Von Rainer Kasselt
Eduard Geyer ist restlos sauer. Als Nationaltrainer bereitet er das 293. und letzte Länderspiel der DDR-Elf vor. Es findet am 12. September 1990 in Brüssel statt. Er weiß nicht, wen er gegen Belgien aufstellen soll und telefoniert „wie ein Blöder“ herum. Die Spieler sind mit ihren Gedanken längst im Westen. Geyer bekommt 22 Absagen. „Ulf Kirsten, Andreas Thom, Thomas Doll – alle ließen sich durch fadenscheinige Begründungen entschuldigen.“ Matthias Sammer gehört zu den wenigen, die zur Stange halten. Er sorgt mit seinen beiden Toren, den letzten Treffern für die DDR, für den unerwarteten 2:0-Sieg.
Ein „denkwürdiges Ereignis“ auch für den Trainer, der sich 25 Jahre danach daran erinnert. Im ausführlichen Gespräch mit dem Sportjournalisten Gunnar Meinhardt denkt der 70 Jahre alte Eduard Geyer über Fußball, Karriere und Privatleben nach. Kritisch, drastisch, streitbar. Als Spieler wird er, den alle nur Ede nennen, zweimal mit Dynamo Dresden DDR-Meister, einmal als ihr Trainer. Legendär ist sein Ruf als Coach von Energie Cottbus. Im Jahr 2000 führt er die namenlose Truppe in die Bundesliga. In Cottbus hängt das Theater ein Plakat raus: „Eduard Geyer – mächtig gewaltig“. Die finanziell schwachbrüstige Mannschaft drei Jahre in der obersten deutschen Spielklasse zu halten, nötigt Experten höchsten Respekt ab. Trainer-Kollege und Bild-Kolumnist Max Merkel vergleicht die Leistung mit einer „Ozeanüberquerung im Faltboot“.
Als Trainer musst du unbequem sein, so Geyers Überzeugung. Mit Lob geizt er. „Wenn ein Spieler bei mir eine Zwei bekam, war er schon Weltklasse.“ Er verlangt Disziplin, Ordnung, höchsten Einsatz. „Gegen mein Training ist die Bundeswehr wie Urlaub.“ Kommt einer zu spät oder trinkt vor dem Spiel, „dann gab’s eine vors Geweih“. Seine oft zitierten Sprüche sind spontan, originell, haben Witz. Kleinliche Schiedsrichter nerven ihn: „Er hat sogar beim Husten eines Maulwurfs gepfiffen.“
Nach einem vergebenen Elfmeter spottet Geyer: „Der Ball war so lasch geschossen, den konnte man unterwegs noch aufpumpen.“ Vor einem Match das Maul groß aufreißen ist seine Sache nicht. Man muss erst etwas leisten. „Lächle erst auf dem Heimweg“, lautet Geyers Devise.

■ ■ ■ ■

> **Aufgabe**: Wer schoss laut dem Lesetext über Eduard Geyer beide Tore beim letzten Länderspiel der DDR-Elf gegen Belgien?

■ ■ ■ ■

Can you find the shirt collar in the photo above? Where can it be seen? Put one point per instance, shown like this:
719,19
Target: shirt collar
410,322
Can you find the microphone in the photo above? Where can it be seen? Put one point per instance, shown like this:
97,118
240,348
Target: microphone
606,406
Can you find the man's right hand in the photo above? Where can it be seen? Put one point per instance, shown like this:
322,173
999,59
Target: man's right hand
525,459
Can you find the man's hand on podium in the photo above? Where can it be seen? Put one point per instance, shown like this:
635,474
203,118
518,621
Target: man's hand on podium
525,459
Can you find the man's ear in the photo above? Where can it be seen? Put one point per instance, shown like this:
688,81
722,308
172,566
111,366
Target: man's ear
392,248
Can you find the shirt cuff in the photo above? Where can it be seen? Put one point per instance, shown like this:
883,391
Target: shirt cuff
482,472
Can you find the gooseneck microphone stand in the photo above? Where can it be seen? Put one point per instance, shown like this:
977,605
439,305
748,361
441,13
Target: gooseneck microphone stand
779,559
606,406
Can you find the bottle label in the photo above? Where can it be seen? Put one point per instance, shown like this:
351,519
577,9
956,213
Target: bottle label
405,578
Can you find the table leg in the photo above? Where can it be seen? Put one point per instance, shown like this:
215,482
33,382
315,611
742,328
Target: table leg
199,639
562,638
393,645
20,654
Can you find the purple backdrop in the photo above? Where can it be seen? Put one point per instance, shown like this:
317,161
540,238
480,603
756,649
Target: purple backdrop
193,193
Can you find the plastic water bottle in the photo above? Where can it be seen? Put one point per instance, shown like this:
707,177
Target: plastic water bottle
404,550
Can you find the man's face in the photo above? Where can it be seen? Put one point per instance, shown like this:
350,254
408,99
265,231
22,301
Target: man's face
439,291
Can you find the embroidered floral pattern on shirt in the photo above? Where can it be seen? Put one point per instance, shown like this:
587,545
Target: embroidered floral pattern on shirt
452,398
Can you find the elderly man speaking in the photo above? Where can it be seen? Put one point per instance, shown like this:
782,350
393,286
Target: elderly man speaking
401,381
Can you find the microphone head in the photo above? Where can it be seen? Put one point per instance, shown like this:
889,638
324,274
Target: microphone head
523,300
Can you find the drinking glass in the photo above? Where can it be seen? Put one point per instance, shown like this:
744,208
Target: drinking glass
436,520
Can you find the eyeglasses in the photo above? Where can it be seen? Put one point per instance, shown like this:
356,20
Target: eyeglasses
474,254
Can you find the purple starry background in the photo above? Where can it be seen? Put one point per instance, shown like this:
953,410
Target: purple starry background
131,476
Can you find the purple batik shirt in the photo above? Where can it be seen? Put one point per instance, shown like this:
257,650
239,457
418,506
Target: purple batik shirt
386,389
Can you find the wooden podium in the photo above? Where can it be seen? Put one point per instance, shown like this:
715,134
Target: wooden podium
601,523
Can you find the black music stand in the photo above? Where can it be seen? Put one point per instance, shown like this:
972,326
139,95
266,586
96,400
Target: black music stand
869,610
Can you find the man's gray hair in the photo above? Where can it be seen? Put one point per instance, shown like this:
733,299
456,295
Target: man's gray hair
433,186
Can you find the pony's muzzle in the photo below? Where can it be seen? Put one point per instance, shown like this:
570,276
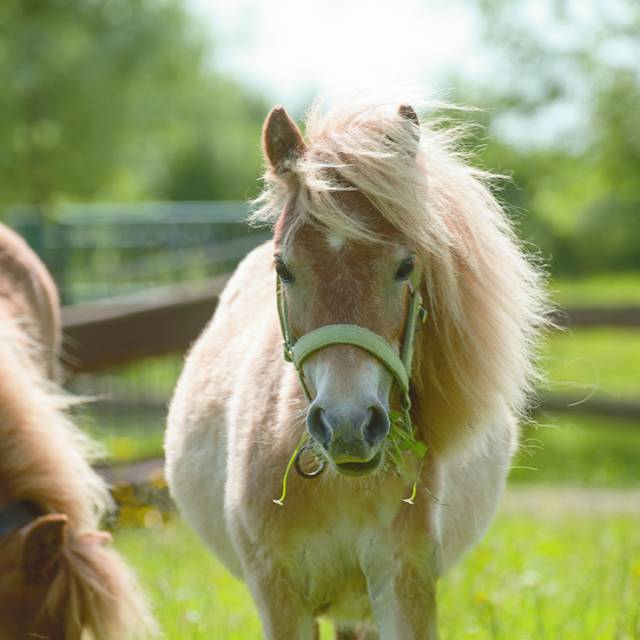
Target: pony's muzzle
351,437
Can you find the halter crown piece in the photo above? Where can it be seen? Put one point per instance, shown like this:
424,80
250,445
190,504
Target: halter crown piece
297,350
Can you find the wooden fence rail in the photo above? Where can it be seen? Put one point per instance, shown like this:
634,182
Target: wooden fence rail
167,320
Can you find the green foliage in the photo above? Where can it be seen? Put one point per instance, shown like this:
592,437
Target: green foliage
587,361
113,100
602,289
578,450
575,193
532,578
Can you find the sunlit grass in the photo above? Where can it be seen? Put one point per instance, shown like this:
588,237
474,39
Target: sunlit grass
602,289
579,450
562,577
586,361
126,434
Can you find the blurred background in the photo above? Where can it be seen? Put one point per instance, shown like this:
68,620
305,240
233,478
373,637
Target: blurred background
130,147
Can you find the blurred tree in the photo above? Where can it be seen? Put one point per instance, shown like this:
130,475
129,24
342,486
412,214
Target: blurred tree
110,99
568,71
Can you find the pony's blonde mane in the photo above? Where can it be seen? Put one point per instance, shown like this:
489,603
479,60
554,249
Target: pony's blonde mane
45,458
486,298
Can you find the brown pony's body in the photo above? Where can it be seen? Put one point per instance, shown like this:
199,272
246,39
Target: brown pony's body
57,578
362,202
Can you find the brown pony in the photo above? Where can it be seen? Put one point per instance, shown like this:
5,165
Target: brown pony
58,579
369,211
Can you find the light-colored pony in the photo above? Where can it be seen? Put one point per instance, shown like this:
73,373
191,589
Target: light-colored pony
369,197
58,579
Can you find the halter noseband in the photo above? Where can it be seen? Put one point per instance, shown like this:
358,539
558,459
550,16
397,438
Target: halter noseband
297,350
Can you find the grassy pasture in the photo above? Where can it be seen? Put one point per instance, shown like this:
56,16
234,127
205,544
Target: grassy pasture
536,576
566,576
602,289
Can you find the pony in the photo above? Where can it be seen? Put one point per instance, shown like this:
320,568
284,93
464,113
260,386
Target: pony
375,215
58,578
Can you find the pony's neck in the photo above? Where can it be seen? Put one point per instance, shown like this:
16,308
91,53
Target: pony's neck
42,455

■ ■ ■ ■

> **Endergebnis**: Matthias Sammer schoss beide Tore.